▸ Task prompt
According to the passage on Utah history, what rank did Utah hold among the states in per capita income from federal payments in 1993?

▸ Text to read
:::::
Some Meanings of Utah History

Thomas G. Alexander
Utah Historical Quarterly 64 Number 2

Since 1847 Utah’s economy seems to have passed through four phases. The first phase was the Mormon Kingdom, which lasted until the 1880s. The Mormons tried to promote a relatively high degree of economic self-sufficiency, and they were relatively successful for about twenty years. Some vestiges of that Kingdom remain in the settlements scattered throughout the Mountain West. In the second phase, which I will call the Old Colonial Society, Utah became a colony of Wall Street. The Old Colonial Society reigned supreme until the 1930s when the third phase, the New Colonial Society, began to develop. During the Great Depression the federal government began to invest heavily in Utah. This trend continued into World War II and afterward until federal installations became the largest businesses in Utah. In the process, management of Utah’s economy shifted from New York to Washington, D.C. Like the Old Colonial Society, the New Colonial Society was extremely important to the state.

Then, during the 1980s, conditions began to change. More and more, the largest businesses in the state came to be owned and/or managed in Utah rather than outside. By the late 1980s Utah had become a true commonwealth. It was no longer a colony. Both the Old and New Colonial Society economies diminished in importance. During the 1960s Utah received a great deal more money from the federal government than the average state. By 1984 it ranked slightly below the average. In 1984 the average American state received $2,962 per capita from the federal government while Utah got $2,930 per capita. In 1993, however, Utah ranked forty-fourth among the states in per capita income from federal payments at $4,011. The average state got $4,814.
:::::
▸ Listed entries
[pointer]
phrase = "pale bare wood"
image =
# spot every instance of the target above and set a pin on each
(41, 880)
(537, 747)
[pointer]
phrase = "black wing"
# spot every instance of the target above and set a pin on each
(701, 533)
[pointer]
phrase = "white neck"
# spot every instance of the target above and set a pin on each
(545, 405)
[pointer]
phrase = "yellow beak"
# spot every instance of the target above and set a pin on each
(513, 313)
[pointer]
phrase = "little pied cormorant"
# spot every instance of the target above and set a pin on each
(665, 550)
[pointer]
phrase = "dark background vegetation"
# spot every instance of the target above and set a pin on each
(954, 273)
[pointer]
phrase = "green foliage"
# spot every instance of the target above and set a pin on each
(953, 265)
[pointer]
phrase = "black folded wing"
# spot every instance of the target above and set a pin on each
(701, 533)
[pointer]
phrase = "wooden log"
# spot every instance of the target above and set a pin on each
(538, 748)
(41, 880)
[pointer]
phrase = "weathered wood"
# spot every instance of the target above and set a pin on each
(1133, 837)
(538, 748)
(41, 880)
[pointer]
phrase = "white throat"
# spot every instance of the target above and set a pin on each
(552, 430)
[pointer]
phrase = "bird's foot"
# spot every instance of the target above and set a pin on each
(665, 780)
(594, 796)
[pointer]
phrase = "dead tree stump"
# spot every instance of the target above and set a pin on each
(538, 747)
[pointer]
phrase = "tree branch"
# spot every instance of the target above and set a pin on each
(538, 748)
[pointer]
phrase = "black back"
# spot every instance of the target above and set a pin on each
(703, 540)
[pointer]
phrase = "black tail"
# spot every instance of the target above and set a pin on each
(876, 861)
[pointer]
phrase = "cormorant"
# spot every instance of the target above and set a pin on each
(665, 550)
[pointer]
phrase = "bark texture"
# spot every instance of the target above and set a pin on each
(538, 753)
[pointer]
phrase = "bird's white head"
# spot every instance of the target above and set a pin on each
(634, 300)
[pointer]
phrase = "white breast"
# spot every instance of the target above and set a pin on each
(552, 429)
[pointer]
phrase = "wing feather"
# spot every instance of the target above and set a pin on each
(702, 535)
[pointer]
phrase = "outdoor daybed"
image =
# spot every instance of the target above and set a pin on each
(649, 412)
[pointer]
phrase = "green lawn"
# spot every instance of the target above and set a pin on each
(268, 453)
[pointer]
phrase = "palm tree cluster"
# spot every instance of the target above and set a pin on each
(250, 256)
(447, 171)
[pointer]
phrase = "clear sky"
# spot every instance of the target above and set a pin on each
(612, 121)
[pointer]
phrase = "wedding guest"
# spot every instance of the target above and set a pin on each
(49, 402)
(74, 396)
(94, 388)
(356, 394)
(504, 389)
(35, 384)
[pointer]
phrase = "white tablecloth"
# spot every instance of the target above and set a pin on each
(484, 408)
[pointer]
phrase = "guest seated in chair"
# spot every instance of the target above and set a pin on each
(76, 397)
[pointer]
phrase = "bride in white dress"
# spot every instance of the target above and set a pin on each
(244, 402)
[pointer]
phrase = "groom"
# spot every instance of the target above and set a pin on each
:::::
▸ Response below
Forty-fourth, at $4,011 per capita.